Ricordate le prime giornate «gloriose» della primavera araba? Uno dei tormentoni del momento era l'idea che fosse una rivoluzione nata sui social network. Vediamo dai tanti fronti drammatici aperti in questi giorni come le cose siano in realtà molto più complesse. Questo non vuole dire, però, che i nuovi media siano un ingrediente trascurabile nella difficile stagione che il Medio Oriente sta vivendo. Due storie emblematiche...
Ricordate le prime giornate «gloriose» della primavera araba? Uno dei tormentoni del momento era l’idea che fosse una rivoluzione nata sui social network. Vediamo dai tanti fronti drammatici aperti in questi giorni come le cose siano in realtà molto più complesse. Questo non vuole dire, però, che i nuovi media siano un ingrediente trascurabile nella difficile stagione che il Medio Oriente sta vivendo. Lasciano comunque il segno, ovviamente nel bene come nel male. In Egitto – ad esempio – Twitter e Facebook sono stati amplificatori potenti di quella polarizzazione tra le due anime del Paese che ha portato alle conseguenze che tutti abbiamo visto.

» **DATI GREZZI**
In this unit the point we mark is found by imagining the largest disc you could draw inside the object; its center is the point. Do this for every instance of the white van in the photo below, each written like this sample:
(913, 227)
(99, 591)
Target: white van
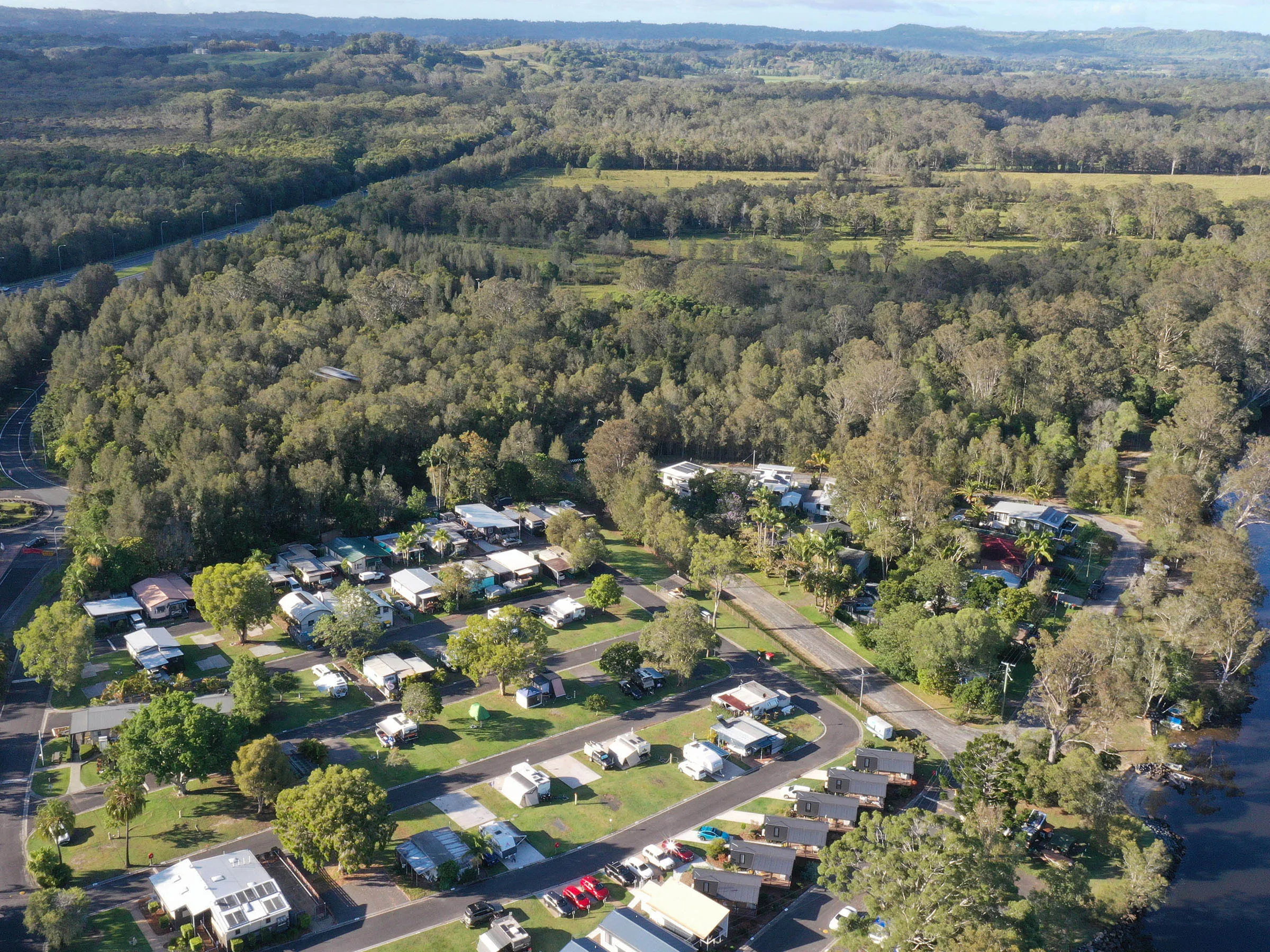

» **OBIETTIVI**
a. Trasforma in un elenco puntato il secondo paragrafo del testo fornito, quello che inizia con «Ricordate le prime giornate», conservandone i fatti principali.
b. Riassumi, per favore, il testo fornito in due frasi.
c. Nel testo fornito, quali social network vengono indicati come amplificatori della polarizzazione in Egitto?

» **SOLUZIONI**
a.
- Nei primi giorni della primavera araba era diffusa l'idea che fosse una rivoluzione nata sui social network.
- I tanti fronti drammatici aperti oggi mostrano che la realtà è molto più complessa.
- I nuovi media restano comunque un ingrediente non trascurabile nella difficile stagione del Medio Oriente e lasciano il segno, nel bene come nel male.
- In Egitto Twitter e Facebook hanno amplificato potentemente la polarizzazione tra le due anime del Paese.

b. Nei primi giorni della primavera araba si diceva spesso che fosse una rivoluzione nata sui social network, ma i tanti fronti drammatici aperti oggi mostrano che le cose sono molto più complesse. I nuovi media restano comunque un ingrediente non trascurabile in Medio Oriente: in Egitto, per esempio, Twitter e Facebook hanno amplificato la polarizzazione tra le due anime del Paese.

c. Twitter e Facebook.